MATERIAL SUPPLIED>
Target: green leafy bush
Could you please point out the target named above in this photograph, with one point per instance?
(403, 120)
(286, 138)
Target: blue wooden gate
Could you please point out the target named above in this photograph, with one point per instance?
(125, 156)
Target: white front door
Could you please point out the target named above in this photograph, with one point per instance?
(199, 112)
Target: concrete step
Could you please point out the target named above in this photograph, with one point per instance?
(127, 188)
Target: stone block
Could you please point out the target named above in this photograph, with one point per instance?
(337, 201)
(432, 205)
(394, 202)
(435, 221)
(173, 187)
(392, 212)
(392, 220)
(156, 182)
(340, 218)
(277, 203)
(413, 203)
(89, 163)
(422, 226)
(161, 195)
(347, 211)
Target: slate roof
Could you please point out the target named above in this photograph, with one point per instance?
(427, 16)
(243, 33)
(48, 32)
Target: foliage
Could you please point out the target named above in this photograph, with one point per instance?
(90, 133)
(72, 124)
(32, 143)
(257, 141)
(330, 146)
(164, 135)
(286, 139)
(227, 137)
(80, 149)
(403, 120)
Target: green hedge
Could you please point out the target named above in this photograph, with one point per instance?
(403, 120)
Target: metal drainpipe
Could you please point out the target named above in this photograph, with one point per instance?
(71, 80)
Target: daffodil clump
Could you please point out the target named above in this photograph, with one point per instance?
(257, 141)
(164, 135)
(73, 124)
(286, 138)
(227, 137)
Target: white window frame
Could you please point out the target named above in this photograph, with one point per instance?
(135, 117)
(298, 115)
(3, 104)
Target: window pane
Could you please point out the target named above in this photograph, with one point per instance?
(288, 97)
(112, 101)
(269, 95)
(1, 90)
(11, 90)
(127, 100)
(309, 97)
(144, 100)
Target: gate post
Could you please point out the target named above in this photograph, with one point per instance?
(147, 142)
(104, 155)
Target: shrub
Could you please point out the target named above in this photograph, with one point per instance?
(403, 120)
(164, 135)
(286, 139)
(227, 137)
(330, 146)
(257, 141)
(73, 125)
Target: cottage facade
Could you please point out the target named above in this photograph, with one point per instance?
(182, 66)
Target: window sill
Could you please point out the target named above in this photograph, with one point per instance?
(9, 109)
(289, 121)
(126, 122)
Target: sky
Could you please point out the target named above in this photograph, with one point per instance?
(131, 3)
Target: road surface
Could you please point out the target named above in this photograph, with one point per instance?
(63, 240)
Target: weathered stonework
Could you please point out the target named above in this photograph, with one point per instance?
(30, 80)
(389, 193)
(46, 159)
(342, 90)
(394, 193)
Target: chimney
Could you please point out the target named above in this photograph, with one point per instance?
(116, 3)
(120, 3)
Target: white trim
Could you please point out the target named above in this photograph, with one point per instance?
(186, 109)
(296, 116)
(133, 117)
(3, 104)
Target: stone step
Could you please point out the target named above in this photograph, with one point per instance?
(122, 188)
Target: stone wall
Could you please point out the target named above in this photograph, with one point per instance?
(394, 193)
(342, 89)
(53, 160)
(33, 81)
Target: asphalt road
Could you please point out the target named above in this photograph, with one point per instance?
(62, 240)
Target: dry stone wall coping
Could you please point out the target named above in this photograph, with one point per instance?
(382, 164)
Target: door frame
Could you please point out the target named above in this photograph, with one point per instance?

REQUIRED WORK> Return an exact copy of the listing.

RESULT>
Target: green leafy bush
Could you please point out the target named above in this photograph, with one point per instance?
(403, 120)
(286, 138)
Target: blue wooden gate
Could you please point out the target named above in this photograph, with one point per instance?
(125, 156)
Target: white front door
Could you please point out the target named above in this photograph, with one point per instance?
(199, 112)
Target: concrete step
Could you please point out the target named above in this photograph, with one point per instance?
(127, 188)
Target: stone block
Could you please point out the target named above in this photograph, with one point per instance?
(337, 201)
(432, 205)
(394, 202)
(435, 221)
(173, 187)
(392, 212)
(392, 220)
(156, 182)
(340, 218)
(277, 203)
(413, 203)
(89, 163)
(422, 226)
(161, 195)
(347, 211)
Target: slate roof
Could you please point out the target named above in this photograph, with one point per instance?
(427, 16)
(243, 33)
(48, 32)
Target: foliage
Could you please point out the target named above in this photograph, with one point per instance?
(90, 133)
(72, 124)
(32, 143)
(257, 141)
(330, 146)
(164, 135)
(286, 139)
(227, 137)
(80, 149)
(403, 120)
Target: green hedge
Could you please point out the target named above in this photograph, with one point per instance?
(403, 120)
Target: metal drainpipe
Could you please point out the target named above in this photograph, with one point per instance?
(71, 80)
Target: daffodil clump
Could you please point out the target named above in this photograph, with one point per instance?
(257, 141)
(164, 135)
(73, 124)
(286, 138)
(227, 137)
Target: white window frame
Could you please point out the target named above in this photograph, with one point per instance?
(135, 117)
(298, 115)
(3, 104)
Target: window pane
Could you please point out the target named above in this photograph, with one point per instance?
(288, 97)
(112, 101)
(269, 95)
(1, 90)
(11, 90)
(127, 100)
(309, 97)
(144, 100)
Target: gate post
Could you please point out the target named above in this photograph, with one point per instance?
(147, 142)
(104, 155)
Target: shrub
Could you please point out the target named above in this photograph, with one point per instance?
(403, 120)
(164, 135)
(286, 139)
(227, 137)
(330, 146)
(257, 141)
(73, 125)
Target: cottage facade
Could you please point out the target named above in this photograph, with one point per instance?
(182, 66)
Target: window sill
Could you please point out the target named above in this photograph, with one point per instance?
(9, 109)
(289, 121)
(126, 122)
Target: sky
Could you please point out the target named above in this photograph, with one point per instance?
(131, 3)
Target: road surface
Could you please point out the target named above in this photograph, with one point per instance?
(63, 240)
Target: weathered stonework
Could you please point out the target named above in this photograph, with one point per instance?
(30, 80)
(389, 193)
(46, 159)
(342, 90)
(394, 193)
Target: chimney
Could you please point out the target named above in this photograph, with one point per instance?
(116, 3)
(120, 3)
Target: white trim
Could you please point out the target named above in this photograph, with one point per instance?
(186, 109)
(296, 116)
(133, 117)
(3, 104)
Target: stone step
Could you please point out the target named above in this photograph, with one point per instance?
(122, 188)
Target: stone wall
Could you please point out the target named above in this photograph, with one point per instance?
(394, 193)
(342, 89)
(53, 160)
(33, 81)
Target: asphalt road
Could you please point out the target named above in this photograph, with one point per instance?
(62, 240)
Target: dry stone wall coping
Could you please point out the target named above in this photograph, with one point per instance?
(382, 164)
Target: door frame
Could you please point out the target named above in this photograph, with one point per instance?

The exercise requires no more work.